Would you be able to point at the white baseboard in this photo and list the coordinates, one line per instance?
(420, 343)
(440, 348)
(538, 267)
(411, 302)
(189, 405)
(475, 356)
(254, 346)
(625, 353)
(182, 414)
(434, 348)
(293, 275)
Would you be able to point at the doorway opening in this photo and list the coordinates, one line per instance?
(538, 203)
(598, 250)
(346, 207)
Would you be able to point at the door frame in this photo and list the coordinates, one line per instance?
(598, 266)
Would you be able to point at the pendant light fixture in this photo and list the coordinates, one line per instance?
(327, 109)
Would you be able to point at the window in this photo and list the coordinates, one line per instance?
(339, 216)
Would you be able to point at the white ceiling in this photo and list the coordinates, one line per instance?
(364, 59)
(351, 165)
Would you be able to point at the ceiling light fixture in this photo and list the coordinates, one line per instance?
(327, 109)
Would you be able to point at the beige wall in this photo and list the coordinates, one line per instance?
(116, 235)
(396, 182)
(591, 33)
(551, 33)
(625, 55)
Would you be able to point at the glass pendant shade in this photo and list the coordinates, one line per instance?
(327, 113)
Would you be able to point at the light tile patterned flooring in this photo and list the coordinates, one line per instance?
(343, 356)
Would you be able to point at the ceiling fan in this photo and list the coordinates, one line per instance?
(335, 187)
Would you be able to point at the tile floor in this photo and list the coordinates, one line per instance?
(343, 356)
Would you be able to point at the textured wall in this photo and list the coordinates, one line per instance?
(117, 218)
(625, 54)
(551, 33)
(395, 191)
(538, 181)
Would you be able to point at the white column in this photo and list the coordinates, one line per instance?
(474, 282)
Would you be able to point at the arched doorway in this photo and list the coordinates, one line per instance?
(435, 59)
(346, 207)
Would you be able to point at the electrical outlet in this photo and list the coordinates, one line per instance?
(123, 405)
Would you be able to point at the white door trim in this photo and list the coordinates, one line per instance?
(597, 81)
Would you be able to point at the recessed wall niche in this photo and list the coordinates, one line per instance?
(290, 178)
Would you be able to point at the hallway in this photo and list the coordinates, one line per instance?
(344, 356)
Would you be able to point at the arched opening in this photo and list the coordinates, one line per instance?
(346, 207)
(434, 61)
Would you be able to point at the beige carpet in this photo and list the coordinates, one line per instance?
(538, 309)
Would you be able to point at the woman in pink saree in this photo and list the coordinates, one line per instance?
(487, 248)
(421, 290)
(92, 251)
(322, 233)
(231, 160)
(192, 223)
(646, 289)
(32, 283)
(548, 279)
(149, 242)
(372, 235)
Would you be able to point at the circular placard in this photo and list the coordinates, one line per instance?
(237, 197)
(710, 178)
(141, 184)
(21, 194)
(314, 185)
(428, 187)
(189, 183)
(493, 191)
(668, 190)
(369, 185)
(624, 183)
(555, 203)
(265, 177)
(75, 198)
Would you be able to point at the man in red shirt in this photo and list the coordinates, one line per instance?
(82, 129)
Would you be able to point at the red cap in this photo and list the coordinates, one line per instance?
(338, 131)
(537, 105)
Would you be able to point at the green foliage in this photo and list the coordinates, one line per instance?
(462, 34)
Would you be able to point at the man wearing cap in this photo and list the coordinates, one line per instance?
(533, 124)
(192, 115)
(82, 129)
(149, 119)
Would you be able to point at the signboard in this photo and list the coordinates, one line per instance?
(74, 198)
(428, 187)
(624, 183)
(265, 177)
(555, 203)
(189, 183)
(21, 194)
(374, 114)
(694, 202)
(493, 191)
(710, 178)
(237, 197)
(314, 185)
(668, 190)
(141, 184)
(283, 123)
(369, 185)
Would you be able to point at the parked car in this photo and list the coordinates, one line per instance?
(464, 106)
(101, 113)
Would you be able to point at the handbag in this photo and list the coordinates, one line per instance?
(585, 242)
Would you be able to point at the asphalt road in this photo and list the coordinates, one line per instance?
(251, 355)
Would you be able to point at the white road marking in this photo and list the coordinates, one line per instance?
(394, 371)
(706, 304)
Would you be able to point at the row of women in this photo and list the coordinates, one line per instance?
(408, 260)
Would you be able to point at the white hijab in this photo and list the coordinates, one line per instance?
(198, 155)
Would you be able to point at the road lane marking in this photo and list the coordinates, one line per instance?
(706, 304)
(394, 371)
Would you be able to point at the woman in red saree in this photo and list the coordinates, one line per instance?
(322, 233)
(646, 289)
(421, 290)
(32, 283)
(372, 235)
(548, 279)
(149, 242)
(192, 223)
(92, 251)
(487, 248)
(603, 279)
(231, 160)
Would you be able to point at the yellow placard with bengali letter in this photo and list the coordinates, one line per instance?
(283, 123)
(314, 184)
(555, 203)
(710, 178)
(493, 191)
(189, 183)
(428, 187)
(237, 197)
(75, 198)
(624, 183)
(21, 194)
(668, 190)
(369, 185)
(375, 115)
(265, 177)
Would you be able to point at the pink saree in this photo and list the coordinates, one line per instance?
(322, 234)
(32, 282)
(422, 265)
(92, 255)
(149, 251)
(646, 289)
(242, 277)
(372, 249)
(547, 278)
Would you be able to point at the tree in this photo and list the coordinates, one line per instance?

_GIVEN TASK_
Each line of the material above must be retyped precisely.

_ANSWER IN FULL_
Would you be able to point at the white baseboard in this photo and list the coordinates, one line per instance?
(420, 343)
(440, 348)
(538, 267)
(411, 302)
(189, 405)
(475, 356)
(254, 346)
(625, 353)
(182, 414)
(434, 348)
(293, 275)
Would you be able to point at the doorway opening in this photo and list the coordinates, one line per instance?
(538, 203)
(598, 250)
(346, 207)
Would you be able to point at the door frame in this photo and list the coordinates, one line per instance?
(598, 266)
Would you be able to point at the pendant light fixture in this photo and list the coordinates, one line per instance?
(327, 109)
Would you be able to point at the window in this photo and list the coordinates, one line per instance?
(339, 216)
Would you be able to point at the white ceiling in this photo and list the coordinates, one line per instance?
(364, 59)
(351, 165)
Would you be able to point at the ceiling light fixture in this photo and list the coordinates, one line per instance?
(327, 109)
Would you be able to point at the beige wall in this photo and list the coordinates, one line per instance?
(116, 235)
(396, 182)
(591, 33)
(551, 33)
(625, 55)
Would you be able to point at the glass pendant shade in this photo and list the coordinates, one line per instance?
(327, 113)
Would you be able to point at the light tile patterned flooring in this photo and list the coordinates, one line per instance?
(343, 356)
Would you be able to point at the ceiling fan in this photo and list the coordinates, one line per instance?
(335, 187)
Would you be able to point at the tile floor in this photo and list the coordinates, one line per instance?
(343, 356)
Would you be able to point at the textured wall in this photo and list the coordinates, one line per instance?
(117, 218)
(625, 54)
(551, 33)
(395, 191)
(538, 181)
Would you be able to point at the white column in this photo and list the coordinates, one line per instance?
(474, 282)
Would you be able to point at the arched doorway in this photo and list the coordinates, one line per instance?
(435, 59)
(346, 207)
Would you be able to point at the electrical outlet in this photo and list the coordinates, one line per instance?
(123, 405)
Would you be able to point at the white door trim in this photo and list the coordinates, one line per instance?
(597, 81)
Would you be able to point at the recessed wall niche in this photo and list the coordinates, one line per instance?
(290, 178)
Would you be able to point at the hallway in this photo and list the coordinates, one line per instance?
(344, 356)
Would you be able to point at the arched opening in this photo and list the coordinates, one line per instance?
(346, 207)
(434, 61)
Would you be able to point at the beige carpet in this photo and list the coordinates, one line per instance?
(538, 309)
Would you be able to point at the woman in pink saree in this photo and list the coordinates, one line per instance?
(487, 248)
(421, 290)
(92, 251)
(322, 233)
(231, 160)
(192, 223)
(646, 289)
(32, 283)
(548, 279)
(149, 242)
(372, 235)
Would you be able to point at the circular placard in this photo and list the coordinates, one line per instance?
(237, 197)
(710, 178)
(141, 184)
(21, 194)
(314, 185)
(428, 187)
(189, 183)
(493, 191)
(668, 190)
(369, 185)
(624, 183)
(555, 203)
(265, 177)
(75, 198)
Would you be able to point at the man in red shirt in this photo and list the coordinates, one line per instance?
(82, 129)
Would you be able to point at the red cap in this photo and list the coordinates, one line per instance?
(338, 131)
(537, 105)
Would you be able to point at the green foliage in this photo and list the coordinates, one line per instance?
(462, 34)
Would you be able to point at the man wearing cap in this photo and list the coordinates, one line per instance?
(533, 124)
(192, 115)
(82, 129)
(149, 119)
Would you be able to point at the signboard in this photo and list the coordinates, one line per instance?
(74, 198)
(428, 187)
(624, 183)
(265, 177)
(555, 203)
(189, 183)
(21, 194)
(374, 114)
(694, 202)
(493, 191)
(710, 178)
(237, 197)
(314, 185)
(668, 190)
(141, 184)
(283, 123)
(369, 185)
Would you be able to point at the parked car in this photo and list the coordinates, one line per instance?
(464, 106)
(101, 113)
Would you be able to point at the handbag in this photo and list the coordinates, one line per instance?
(585, 242)
Would you be able to point at the asphalt road in this photo and list the coordinates, one line per instance?
(251, 355)
Would you be able to point at the white road marking in this photo and list the coordinates, one line per instance?
(394, 371)
(706, 304)
Would you be able to point at the row of women in this photo and list the coordinates, one line per instance?
(408, 260)
Would you be able to point at the white hijab in this photo and list the coordinates, one line per instance?
(198, 155)
Would you be able to point at the road lane marking in this photo and list the coordinates, one line per instance?
(706, 304)
(394, 371)
Would you be able to point at the woman in red saree in this photo and list the coordinates, one line per instance?
(322, 233)
(646, 289)
(421, 290)
(32, 283)
(372, 235)
(548, 279)
(149, 242)
(192, 223)
(92, 251)
(487, 248)
(603, 279)
(231, 160)
Would you be able to point at the yellow placard with bengali letter in this photo and list the coordinates, one line per instance?
(283, 123)
(314, 184)
(555, 203)
(710, 178)
(493, 191)
(189, 183)
(428, 187)
(237, 197)
(75, 198)
(624, 183)
(21, 194)
(668, 190)
(369, 185)
(375, 115)
(265, 177)
Would you be able to point at the pink saree in this photo and list the coordinates, one line per instance?
(322, 234)
(32, 282)
(422, 265)
(92, 255)
(149, 251)
(646, 289)
(242, 277)
(372, 249)
(547, 278)
Would you be able to point at the tree in this photo and list the coordinates, one line per instance?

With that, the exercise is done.